Isn't that just fragile? The operation might fail for other reasons. Why
cannot there be a hold on the resource to control the tear down
explicitly?

> > > Especially with ZONE_MOVABLE, offlining is supposed to work in most
> > > cases when offlining actually hotplugged (not boot) memory, and only fail
> > > in rare corner cases (e.g., some driver holds a reference to a page in
> > > ZONE_MOVABLE, turning it unmovable).
> > > 
> > > In these corner cases we really don't want to be stuck forever in
> > > offline_and_remove_memory(). But in the general cases, we really want to
> > > do our best to make memory offlining succeed -- in a reasonable
> > > timeframe.
> > > 
> > > Reliably failing in the described case when there is a fatal signal pending
> > > is sub-optimal. The pending signal check is mostly only relevant when user
> > > space explicitly triggers offlining of memory using sysfs device attributes
> > > ("state" or "online" attribute), but not when coming via
> > > offline_and_remove_memory().
> > > 
> > > So let's use a timer instead and ignore fatal signals, because they are
> > > not really expressive for offline_and_remove_memory() users. Let's default
> > > to 30 seconds if no timeout was specified, and limit the timeout to 120
> > > seconds.
> > 
> > I really hate having timeouts back. They just proven to be hard to get
> > right and it is essentially a policy implemented in the kernel. They
> > simply do not belong to the kernel space IMHO.

§ To be done
A – In the memory offlining discussion, what default timeout is proposed when none is specified?
B – Extend the memory offlining discussion onward from its final sentence.
The lines after this point come from a separate source and have no connection to the memory offlining discussion.

§ Records

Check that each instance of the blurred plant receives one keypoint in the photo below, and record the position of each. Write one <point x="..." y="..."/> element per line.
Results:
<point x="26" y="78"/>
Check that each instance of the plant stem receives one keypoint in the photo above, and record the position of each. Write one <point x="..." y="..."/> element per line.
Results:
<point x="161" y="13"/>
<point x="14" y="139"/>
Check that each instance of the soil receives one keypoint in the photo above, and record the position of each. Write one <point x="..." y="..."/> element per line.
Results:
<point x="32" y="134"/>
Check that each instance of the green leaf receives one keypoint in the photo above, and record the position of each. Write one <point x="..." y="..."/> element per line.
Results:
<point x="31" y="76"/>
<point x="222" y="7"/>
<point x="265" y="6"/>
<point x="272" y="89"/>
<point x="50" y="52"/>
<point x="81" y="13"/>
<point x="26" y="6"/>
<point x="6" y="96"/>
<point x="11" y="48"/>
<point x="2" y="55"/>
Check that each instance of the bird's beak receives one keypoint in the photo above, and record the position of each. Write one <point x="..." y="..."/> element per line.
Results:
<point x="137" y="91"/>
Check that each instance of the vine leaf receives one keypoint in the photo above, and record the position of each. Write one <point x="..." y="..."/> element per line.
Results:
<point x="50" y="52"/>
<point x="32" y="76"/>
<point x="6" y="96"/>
* * *
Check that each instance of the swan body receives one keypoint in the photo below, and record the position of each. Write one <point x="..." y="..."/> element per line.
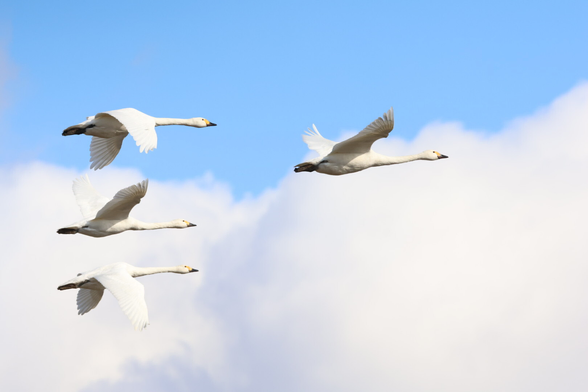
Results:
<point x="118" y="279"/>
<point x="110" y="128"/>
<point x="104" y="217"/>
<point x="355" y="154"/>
* * *
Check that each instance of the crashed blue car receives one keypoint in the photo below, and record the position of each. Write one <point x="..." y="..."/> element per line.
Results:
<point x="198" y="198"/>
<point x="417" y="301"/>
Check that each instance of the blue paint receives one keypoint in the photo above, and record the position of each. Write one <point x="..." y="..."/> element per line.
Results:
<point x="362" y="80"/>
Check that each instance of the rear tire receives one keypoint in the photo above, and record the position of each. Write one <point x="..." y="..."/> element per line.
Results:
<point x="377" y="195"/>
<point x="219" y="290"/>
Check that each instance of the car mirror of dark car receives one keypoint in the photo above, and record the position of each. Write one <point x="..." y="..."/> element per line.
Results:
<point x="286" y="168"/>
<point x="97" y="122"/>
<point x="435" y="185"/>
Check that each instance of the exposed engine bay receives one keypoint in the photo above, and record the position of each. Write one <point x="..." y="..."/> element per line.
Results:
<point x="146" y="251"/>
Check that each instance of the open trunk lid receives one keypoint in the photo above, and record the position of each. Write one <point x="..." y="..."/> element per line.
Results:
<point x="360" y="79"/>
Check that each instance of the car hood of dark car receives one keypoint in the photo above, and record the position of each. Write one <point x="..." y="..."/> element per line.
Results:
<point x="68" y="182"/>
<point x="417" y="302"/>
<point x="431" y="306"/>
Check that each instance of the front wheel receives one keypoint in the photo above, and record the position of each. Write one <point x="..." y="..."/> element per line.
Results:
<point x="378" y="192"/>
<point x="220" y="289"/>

§ Answers per task
A – 30 seconds

B –
> 
> As much as I agree with you in terms of offlining triggered from user space
> (e.g., write "state" or "online" attribute) where user-space is actually in
> charge  and can do something reasonable (timeout, retry, whatever), in these
> the offline_and_remove_memory() case it's the driver that wants a
> best-effort memory offlining+removal.
> 
> If it times out, virtio-mem will simply try another block or retry later.
> Right now, it could get stuck forever in offline_and_remove_memory(), which
> is obviously "not great". Fortunately, for virtio-mem it's configurable and
> we use the alloc_contig_range()-method for now as default.

It seems that offline_and_remove_memory is using a wrong operation then.
If it wants an opportunistic offlining with some sort of policy. Timeout
might be just one policy to use but failure mode or a retry count might
be a better fit for some users. So rather than (ab)using offline_pages,
would be make more sense to extract basic offlining steps and allow
drivers like virtio-mem to reuse them and define their own policy?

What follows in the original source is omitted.